··· DATA PROVIDED
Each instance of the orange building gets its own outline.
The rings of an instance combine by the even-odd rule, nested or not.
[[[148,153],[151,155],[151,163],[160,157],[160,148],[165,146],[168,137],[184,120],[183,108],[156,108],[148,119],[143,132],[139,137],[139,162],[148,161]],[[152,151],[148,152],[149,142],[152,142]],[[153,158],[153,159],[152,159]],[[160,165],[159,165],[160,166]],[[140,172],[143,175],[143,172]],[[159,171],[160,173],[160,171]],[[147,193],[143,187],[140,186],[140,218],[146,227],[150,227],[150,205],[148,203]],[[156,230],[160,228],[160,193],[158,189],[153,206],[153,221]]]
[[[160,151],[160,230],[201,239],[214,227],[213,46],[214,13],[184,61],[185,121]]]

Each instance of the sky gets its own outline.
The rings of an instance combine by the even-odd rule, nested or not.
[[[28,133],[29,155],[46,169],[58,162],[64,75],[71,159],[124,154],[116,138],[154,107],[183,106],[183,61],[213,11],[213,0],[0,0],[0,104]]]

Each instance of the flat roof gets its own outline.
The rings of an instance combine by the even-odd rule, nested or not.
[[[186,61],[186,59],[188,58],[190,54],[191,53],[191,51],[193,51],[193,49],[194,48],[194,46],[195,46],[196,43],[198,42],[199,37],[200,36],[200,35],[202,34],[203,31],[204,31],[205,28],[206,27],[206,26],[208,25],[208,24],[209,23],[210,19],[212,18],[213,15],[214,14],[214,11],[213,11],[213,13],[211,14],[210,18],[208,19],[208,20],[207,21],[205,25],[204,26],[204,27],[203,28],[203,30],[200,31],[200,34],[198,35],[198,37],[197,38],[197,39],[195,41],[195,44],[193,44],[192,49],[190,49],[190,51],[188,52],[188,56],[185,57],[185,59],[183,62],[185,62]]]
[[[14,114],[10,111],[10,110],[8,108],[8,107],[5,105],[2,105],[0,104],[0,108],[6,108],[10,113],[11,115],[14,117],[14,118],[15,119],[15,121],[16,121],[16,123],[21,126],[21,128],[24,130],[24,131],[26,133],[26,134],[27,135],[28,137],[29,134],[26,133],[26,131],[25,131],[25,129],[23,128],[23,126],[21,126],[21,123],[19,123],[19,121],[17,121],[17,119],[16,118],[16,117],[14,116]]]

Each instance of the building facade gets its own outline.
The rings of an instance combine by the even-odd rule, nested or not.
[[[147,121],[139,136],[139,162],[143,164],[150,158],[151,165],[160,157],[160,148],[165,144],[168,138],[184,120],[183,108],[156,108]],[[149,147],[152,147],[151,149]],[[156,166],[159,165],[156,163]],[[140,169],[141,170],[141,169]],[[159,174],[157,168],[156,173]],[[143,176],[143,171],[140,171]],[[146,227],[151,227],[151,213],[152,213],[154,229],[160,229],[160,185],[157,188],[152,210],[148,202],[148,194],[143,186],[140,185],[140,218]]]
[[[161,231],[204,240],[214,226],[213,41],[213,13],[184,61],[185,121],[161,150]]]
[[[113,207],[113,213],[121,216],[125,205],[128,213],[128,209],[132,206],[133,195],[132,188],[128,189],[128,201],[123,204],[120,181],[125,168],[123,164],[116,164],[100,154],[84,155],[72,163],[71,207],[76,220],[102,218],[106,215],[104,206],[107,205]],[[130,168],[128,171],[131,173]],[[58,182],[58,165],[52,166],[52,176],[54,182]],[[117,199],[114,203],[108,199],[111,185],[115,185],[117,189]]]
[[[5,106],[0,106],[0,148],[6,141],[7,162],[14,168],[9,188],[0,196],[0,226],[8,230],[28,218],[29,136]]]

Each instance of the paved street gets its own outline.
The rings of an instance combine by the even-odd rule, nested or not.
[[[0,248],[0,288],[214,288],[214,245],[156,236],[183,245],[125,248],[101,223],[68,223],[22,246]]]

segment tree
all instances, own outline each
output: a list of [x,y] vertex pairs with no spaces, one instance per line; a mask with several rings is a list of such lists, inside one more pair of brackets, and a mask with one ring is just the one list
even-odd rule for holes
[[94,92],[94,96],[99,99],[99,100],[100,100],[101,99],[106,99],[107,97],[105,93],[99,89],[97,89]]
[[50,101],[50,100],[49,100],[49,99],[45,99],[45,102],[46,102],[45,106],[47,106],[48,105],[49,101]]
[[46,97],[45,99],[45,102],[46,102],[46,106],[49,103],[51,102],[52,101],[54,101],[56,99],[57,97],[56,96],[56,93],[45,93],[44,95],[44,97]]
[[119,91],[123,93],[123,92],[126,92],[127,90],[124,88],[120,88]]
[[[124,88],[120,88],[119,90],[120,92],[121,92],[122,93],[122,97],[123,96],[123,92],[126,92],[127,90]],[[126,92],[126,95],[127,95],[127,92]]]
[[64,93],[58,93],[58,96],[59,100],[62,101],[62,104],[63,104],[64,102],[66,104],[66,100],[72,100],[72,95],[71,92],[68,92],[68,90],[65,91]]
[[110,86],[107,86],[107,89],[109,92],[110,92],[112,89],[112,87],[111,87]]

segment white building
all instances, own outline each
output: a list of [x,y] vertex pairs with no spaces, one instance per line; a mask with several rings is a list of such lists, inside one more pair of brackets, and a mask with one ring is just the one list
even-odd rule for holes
······
··· DATA PROVIDED
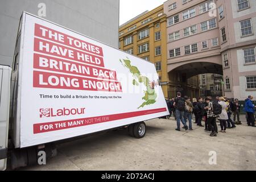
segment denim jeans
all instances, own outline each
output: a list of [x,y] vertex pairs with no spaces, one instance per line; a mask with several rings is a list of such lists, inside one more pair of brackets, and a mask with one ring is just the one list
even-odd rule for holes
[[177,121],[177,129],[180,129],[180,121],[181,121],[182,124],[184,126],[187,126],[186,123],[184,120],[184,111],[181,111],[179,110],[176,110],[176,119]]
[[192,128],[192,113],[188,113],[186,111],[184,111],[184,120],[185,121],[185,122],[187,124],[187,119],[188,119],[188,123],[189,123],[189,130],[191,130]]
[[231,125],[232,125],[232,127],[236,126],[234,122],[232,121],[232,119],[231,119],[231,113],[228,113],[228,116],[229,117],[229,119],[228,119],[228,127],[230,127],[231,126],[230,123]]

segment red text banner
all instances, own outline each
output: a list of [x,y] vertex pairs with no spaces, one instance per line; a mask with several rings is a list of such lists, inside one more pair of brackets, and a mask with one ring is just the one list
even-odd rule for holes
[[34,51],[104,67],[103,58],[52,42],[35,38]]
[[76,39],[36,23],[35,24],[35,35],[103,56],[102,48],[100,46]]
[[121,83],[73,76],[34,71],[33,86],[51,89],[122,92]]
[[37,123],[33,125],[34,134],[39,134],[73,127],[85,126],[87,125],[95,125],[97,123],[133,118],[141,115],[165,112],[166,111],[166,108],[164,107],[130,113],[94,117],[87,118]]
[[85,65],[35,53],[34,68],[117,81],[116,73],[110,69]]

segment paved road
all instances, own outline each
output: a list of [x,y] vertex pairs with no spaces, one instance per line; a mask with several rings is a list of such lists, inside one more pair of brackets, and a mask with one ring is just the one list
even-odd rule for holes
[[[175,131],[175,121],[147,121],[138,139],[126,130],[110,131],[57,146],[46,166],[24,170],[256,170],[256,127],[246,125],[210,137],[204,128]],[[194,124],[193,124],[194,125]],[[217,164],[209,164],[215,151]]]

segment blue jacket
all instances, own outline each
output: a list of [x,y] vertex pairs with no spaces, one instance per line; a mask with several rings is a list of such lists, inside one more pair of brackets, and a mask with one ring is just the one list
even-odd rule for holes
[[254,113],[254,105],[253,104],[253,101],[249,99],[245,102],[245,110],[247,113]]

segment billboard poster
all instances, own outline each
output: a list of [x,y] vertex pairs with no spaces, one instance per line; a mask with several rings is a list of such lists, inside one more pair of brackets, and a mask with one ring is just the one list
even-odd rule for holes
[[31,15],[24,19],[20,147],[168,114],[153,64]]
······
§ **EXERCISE REQUIREMENTS**
Find every line in the items above that contains the word "building", and copy each of those lines in full.

§ **FULL RESPONSE**
Each instance of the orange building gets its own outline.
Each instance of the building facade gets its own outline.
segment white building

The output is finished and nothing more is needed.